Для Тео из Гааги. Июль 1882



Я еще раз принялся за старую великаншу - ветлу с обрубленными ветвями и думаю, что она станет лучшей из моих акварелей. Мрачный пейзаж: мертвое дерево возле заросшего камышом пруда; в глубине, где скрещиваются железнодорожные пути, черные, закопченные строения - депо Рейнской дороги; дальше зеленые луга, насыпная шлаковая дорога, небо с бегущими по нему облаками, серыми, со светящейся белой каймой, и в мгновенных просветах между этими облаками - глубокая синева. Короче говоря, мне хотелось написать пейзаж так, как его, по моему, видит и ощущает путевой сторож в кителе, когда, держа в руках красный флажок, он думает: «Унылый сегодня денек».
   Все эти дни я работаю с большим удовольствием, хотя последствия болезни время от времени еще дают себя знать.

Для Тео из Гааги.Июль 1882



Ты, вероятно, помнишь, что во время пребывания здесь ты сказал мне, чтобы я как нибудь попробовал сделать и прислать тебе небольшой рисунок, пригодный для продажи.
      Однако тебе придется меня извинить: я не знаю точно, когда рисунок считается «продажным», а когда - нет.  Думал, что знаю, но теперь с каждым днем все больше убеждаюсь, что ошибался.
     Надеюсь, что эта небольшая скамейка, хотя она, видимо, еще не «продажная», убедит тебя, что я не отказываюсь выбирать иногда сюжеты, которые приятны и привлекательны, в силу чего скорее найдут сбыт, чем вещи с более мрачным настроением.
     Я сделал маленькую скамейку, отдыхая от акварели большего размера, над которой сейчас работаю и в которой есть более глубокие тона, хоть я и не знаю, удастся ли мне ее успешно закончить.
Для Тео, из Гааги. Июль 1882



До чего хорошо сейчас на улице! Делаю все, что могу, чтобы схватить эффекты осени, поэтому пишу крайне торопливо. Уверяю тебя, такие композиции с фигурами - не шутка, так что я полностью поглощен работой. Это все равно что ткать: тут требуется все твое внимание, чтобы не перепутать нити, и нужно ухитряться следить за несколькими вещами сразу.
     (дописано днем) У нас стоит настоящая осенняя погода, дождливая и холодная, но полная настроения и особенно благоприятная для писания фигур, которые выделяются своим тоном на фоне улиц и дорог, где в лужах отражается небо.
     Последнее время я очень часто рисовал на улице лошадей. Кстати, иногда мне очень хочется иметь лошадь в качестве модели. Так вот, вчера, например, я слышал, как кто то позади меня сказал: «Ну и художник! Он рисует задницу коня, вместо того чтобы рисовать его спереди».

Октябрь 1882 г.



….В последнее время я часто вспоминал рассказ, который прочел в одном английском журнале. Это история художника, который тоже подорвал свое здоровье в труднее для него время и отправился в уединенную печальную местность, на торфяные болота, где снова стал самим собой и начал писать природу так, как видел и понимал ее. Все это очень хорошо описано - очевидно, автор разбирается в искусстве. Рассказ поразил меня, и сейчас я снова думаю о нем...

* * *

• Условие задания:
Замените «лошадей» на «собак» в части отрывка, которая начинается словами «Последнее время я очень» и заканчивается словами «Октябрь 1882 г.». Приведите эту часть целиком.

• Входные данные:
* * *

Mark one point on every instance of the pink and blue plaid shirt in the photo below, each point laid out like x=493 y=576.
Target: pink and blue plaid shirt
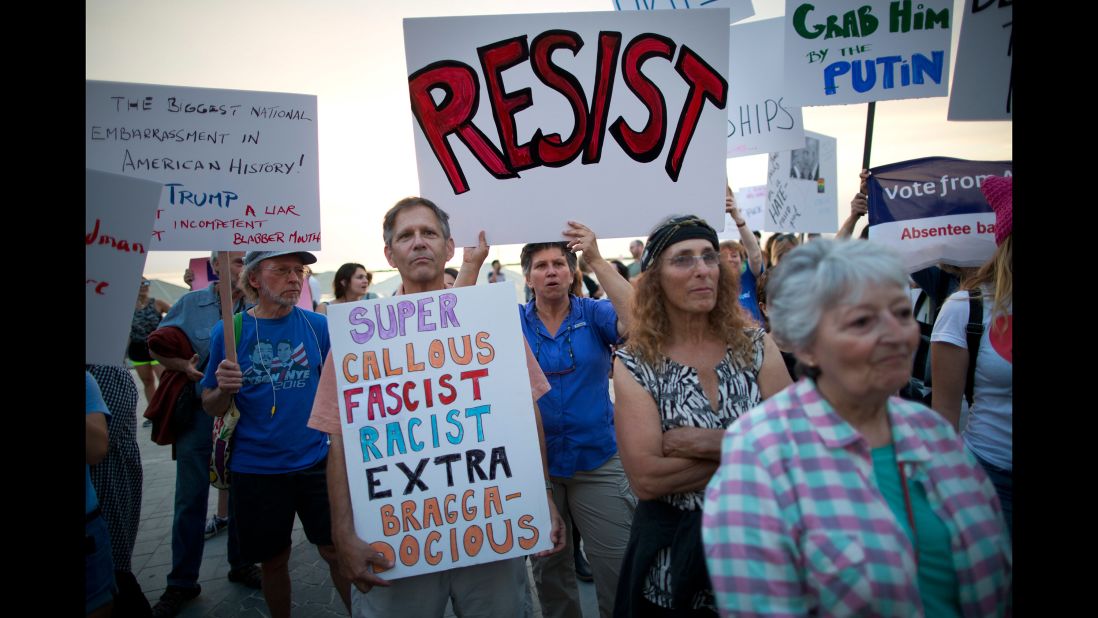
x=794 y=524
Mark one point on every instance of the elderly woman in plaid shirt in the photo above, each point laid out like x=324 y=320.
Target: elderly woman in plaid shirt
x=835 y=497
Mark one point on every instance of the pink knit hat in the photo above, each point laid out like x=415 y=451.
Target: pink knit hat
x=999 y=192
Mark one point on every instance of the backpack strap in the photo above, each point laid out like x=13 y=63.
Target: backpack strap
x=237 y=326
x=974 y=330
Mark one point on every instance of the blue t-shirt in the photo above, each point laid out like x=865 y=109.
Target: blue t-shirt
x=749 y=298
x=92 y=404
x=281 y=361
x=576 y=413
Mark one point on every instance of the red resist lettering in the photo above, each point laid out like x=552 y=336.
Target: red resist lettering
x=460 y=87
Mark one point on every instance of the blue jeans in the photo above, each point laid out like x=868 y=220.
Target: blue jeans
x=1004 y=481
x=193 y=448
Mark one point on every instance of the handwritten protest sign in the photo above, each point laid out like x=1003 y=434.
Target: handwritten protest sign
x=239 y=168
x=983 y=88
x=752 y=203
x=525 y=122
x=842 y=52
x=118 y=213
x=803 y=188
x=931 y=210
x=739 y=9
x=759 y=118
x=441 y=448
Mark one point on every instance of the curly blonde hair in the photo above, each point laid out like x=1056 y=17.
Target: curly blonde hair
x=651 y=326
x=997 y=273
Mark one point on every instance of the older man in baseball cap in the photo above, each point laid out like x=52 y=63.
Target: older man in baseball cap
x=278 y=463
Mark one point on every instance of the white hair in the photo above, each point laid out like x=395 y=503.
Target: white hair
x=819 y=276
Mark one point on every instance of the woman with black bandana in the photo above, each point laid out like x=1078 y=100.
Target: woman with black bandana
x=693 y=364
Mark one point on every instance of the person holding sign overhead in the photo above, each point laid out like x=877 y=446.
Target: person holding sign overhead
x=417 y=243
x=693 y=364
x=572 y=337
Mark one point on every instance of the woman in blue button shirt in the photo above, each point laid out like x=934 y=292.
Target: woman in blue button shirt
x=571 y=337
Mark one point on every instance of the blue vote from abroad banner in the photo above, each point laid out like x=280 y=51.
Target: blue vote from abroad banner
x=440 y=442
x=931 y=210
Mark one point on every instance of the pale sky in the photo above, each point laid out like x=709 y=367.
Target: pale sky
x=350 y=55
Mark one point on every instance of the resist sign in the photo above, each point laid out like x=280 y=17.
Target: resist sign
x=438 y=425
x=524 y=122
x=238 y=168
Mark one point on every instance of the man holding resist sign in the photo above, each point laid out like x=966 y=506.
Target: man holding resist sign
x=417 y=243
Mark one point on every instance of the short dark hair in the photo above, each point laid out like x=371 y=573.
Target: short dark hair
x=389 y=224
x=528 y=250
x=345 y=272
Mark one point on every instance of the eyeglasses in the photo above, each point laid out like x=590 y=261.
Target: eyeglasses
x=686 y=262
x=284 y=271
x=571 y=356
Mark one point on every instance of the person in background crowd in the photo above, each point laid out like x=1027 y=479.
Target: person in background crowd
x=314 y=288
x=147 y=315
x=278 y=464
x=351 y=282
x=622 y=268
x=571 y=337
x=98 y=568
x=791 y=361
x=594 y=291
x=417 y=243
x=835 y=497
x=743 y=257
x=118 y=482
x=636 y=249
x=496 y=274
x=985 y=378
x=449 y=277
x=181 y=344
x=693 y=364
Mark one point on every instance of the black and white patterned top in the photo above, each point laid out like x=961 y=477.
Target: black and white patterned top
x=683 y=403
x=118 y=478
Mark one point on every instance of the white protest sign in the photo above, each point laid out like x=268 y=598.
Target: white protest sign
x=983 y=87
x=803 y=188
x=525 y=122
x=752 y=203
x=931 y=210
x=739 y=9
x=118 y=214
x=441 y=448
x=759 y=118
x=844 y=52
x=239 y=168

* * *

• Результат выполнения:
Последнее время я очень часто рисовал на улице собак. Кстати, иногда мне очень хочется иметь лошадь в качестве модели. Так вот, вчера, например, я слышал, как кто то позади меня сказал: «Ну и художник! Он рисует задницу коня, вместо того чтобы рисовать его спереди».

Октябрь 1882 г.